== Trecho do texto ==
——————————
François-René
Auguste, visconde de Chateaubriand (1768-1848) foi escritor,
ensaísta, diplomata, político e historiador francês, considerado
um dos principais nomes do pré-romantismo. De família nobre,
caracterizou-se pela defesa da religião católica e da Monarquia
francesa, em obras como Ensaio histórico, político e moral
sobre as revoluções antigas e modernas (1794-1797) e O
gênio do Cristianismo (1802). Não via com bons olhos
Napoleão Bonaparte, para ele um estrangeiro (Napoleão nascera na
Itália) que usurpou o trono francês. Isso lhe rendeu perseguições
e censura. Com o fim da Era Napoleônica, em 1815, voltou ao
prestígio e liberdade de produção literária. Como pré-romântico,
valorizava as emoções, a imaginação e a religiosidade na
história, em oposição a super valorização da razão e do
anticlericalismo que dominara a Europa durante a Revolução de 1789.
Também escreveu os romances Atala, Os
natcheses, René e o relato Viagem à
América.
No
prefácio de seus Estudos Históricos, Chateaubriand
empreende um trabalho metódico sobre a História, pautado pela
erudição documental de decretos reais, leis, cartas e dicionários.
Essas fontes passavam por uma análise minuciosa, estabelecida no
século XVII por Jean Mabillon, em De re diplomatica (1681),
a fim de garantir uma narrativa segura. Da escola histórica alemã,
a qual tinha um conhecimento escasso, valorizava os contos populares,
as lendas, as poesias medievais e gestas escandinavas como fontes
históricas, não se limitando à história política. Também
expressa suas dúvidas sobre os rumos da História em seu tempo;
discorre sobre os historiadores franceses e a história crítica da
França antes da revolução; analisa a escola histórica moderna da
França, a escola história da Alemanha, a Filosofia da História e a
história na Inglaterra e na Itália. Por ser um prefácio extenso,
irei dividir o texto em três partes.
ÉTUDES
HISTORIQUES (1843)
Heródoto
começou sua história declarando os motivos que o fizeram
empreendê-la; Tácito explicou as razões que lhe colocaram a pena
na mão. Sem ter os talentos desses historiadores, posso imitar seu
exemplo; posso dizer, como Heródoto, que escrevo para a glória de
minha pátria, e porque vi os males dos homens. Mais livre que
Tácito, não amo nem temo os tiranos. Agora isolado sobre a Terra,
não esperando nada de meus trabalhos, encontro-me na posição mais
favorável para a independência do escritor, pois já convivo com as
gerações das quais evoquei as sombras.
——————————
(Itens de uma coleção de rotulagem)
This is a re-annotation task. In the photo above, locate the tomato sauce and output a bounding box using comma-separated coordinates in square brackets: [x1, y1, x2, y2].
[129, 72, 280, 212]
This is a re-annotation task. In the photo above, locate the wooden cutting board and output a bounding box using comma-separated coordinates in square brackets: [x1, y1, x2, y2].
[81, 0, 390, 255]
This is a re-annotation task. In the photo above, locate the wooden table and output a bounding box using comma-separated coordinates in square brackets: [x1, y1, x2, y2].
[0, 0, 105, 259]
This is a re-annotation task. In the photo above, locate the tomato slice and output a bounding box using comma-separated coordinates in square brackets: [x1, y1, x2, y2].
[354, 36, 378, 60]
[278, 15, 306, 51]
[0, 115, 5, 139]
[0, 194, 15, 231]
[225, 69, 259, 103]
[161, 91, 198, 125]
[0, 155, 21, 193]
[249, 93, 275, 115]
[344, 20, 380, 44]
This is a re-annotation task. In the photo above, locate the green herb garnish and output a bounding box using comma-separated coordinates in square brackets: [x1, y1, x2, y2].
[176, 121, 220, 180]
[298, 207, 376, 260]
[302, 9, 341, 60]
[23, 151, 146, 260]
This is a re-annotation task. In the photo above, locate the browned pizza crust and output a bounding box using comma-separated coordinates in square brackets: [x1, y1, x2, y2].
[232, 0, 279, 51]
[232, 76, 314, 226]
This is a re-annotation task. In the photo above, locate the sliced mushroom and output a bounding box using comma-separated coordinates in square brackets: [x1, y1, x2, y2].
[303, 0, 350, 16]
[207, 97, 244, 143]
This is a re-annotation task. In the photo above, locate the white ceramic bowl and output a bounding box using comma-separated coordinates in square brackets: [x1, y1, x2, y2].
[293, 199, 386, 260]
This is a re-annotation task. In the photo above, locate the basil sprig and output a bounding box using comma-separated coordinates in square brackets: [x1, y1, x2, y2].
——————————
== Problemas e tarefas ==
#1 Segundo o texto sobre Chateaubriand, quem estabeleceu no século XVII o método de análise minuciosa das fontes, e em que obra?
#2 Repita o trecho do texto sobre Chateaubriand que vai de "Essas fontes passavam" até "HISTORIQUES (1843)", inclusive.
#3 Prossiga o texto sobre Chateaubriand a partir da última frase apresentada.
Não é preciso consultar os dados.

== As respostas ==
#1 Jean Mabillon, em De re diplomatica (1681).

#2
Essas fontes passavam por uma análise minuciosa, estabelecida no
século XVII por Jean Mabillon, em De re diplomatica (1681),
a fim de garantir uma narrativa segura. Da escola histórica alemã,
a qual tinha um conhecimento escasso, valorizava os contos populares,
as lendas, as poesias medievais e gestas escandinavas como fontes
históricas, não se limitando à história política. Também
expressa suas dúvidas sobre os rumos da História em seu tempo;
discorre sobre os historiadores franceses e a história crítica da
França antes da revolução; analisa a escola histórica moderna da
França, a escola história da Alemanha, a Filosofia da História e a
história na Inglaterra e na Itália. Por ser um prefácio extenso,
irei dividir o texto em três partes.
ÉTUDES
HISTORIQUES (1843)

#3
As
sociedades antigas perecem; de suas ruínas saem sociedades novas:
leis, costumes, usos, hábitos, opiniões, princípios mesmo, tudo
mudou. Uma grande revolução aconteceu, uma grande revolução se
prepara: a França deve recompor seus anais, para colocá-los em
contato com os progressos da inteligência. Nessa necessidade de uma
reconstrução sobre um novo, onde buscar materiais? Quais foram os
trabalhos executados antes do nosso tempo? Que existe a louvar ou a
lamentar nos escritores da antiga escola histórica? Deve a nova
escola ser inteiramente seguida, quais são os autores mais notáveis
dessa escola? Seria tudo verdadeiro nas teorias religiosas,
filosóficas e políticas do momento? Eis o que me proponho examinar
neste prefácio. Eu trabalhava havia anos em uma história da França,
da qual estes estudos não representam senão a exposição, as
visões gerais e os destroços. Falta minha vida à minha obra: no
caminho onde o tempo me retém, eu aponto com a mão aos jovens
viajantes as pedras que eu havia acumulado, o solo e o lugar onde eu
queria construir meu edifício.
Os
antigos haviam concebido a história de modo muito diferente do
nosso; eles a consideravam um simples ensinamento, e, sob esse
aspecto, Aristóteles a colocou num patamar inferior ao da poesia;
eles concediam pouca importância à verdade material; e isso lhes
bastava, ainda que houvesse nela um fato verdadeiro ou falso a
relatar, que esse fato oferecesse um grande espetáculo ou uma lição
de moral e de política. Liberados dessas imensas leituras sob as
quais a imaginação e a memória são igualmente esmagadas, eles
tinham poucos documentos para consultar; suas citações são quase
nada, e quando eles remetem a uma autoridade, é quase sempre sem
indicação precisa. Heródoto contentou-se em dizer em seu primeiro
livro, Clio, que escrevia conforme os historiadores da
Pérsia e da Fenícia; em seu segundo livro, Euterpe, ele
falava conforme os sacerdotes egípcios que lhe leram seus
anais. Ele reproduziu um verso da Ilíada, uma
passagem da Odisseia, um fragmento de Ésquilo: não
fizeram falta a Heródoto outras autoridades, nem aos seus ouvintes
nos Jogos Olímpicos. Tucídides não fez uma única citação:
mencionou somente alguns cantos populares.
Tito
Lívio nunca se apoiou sobre um texto: autores,
os historiadores relatam; é sua maneira de
proceder. Em sua terceira Década, ele lembrou os dizeres
de Cintius Alimentus, prisioneiro de Aníbal, e de Coelius e Valerius
sobre a guerra púnica.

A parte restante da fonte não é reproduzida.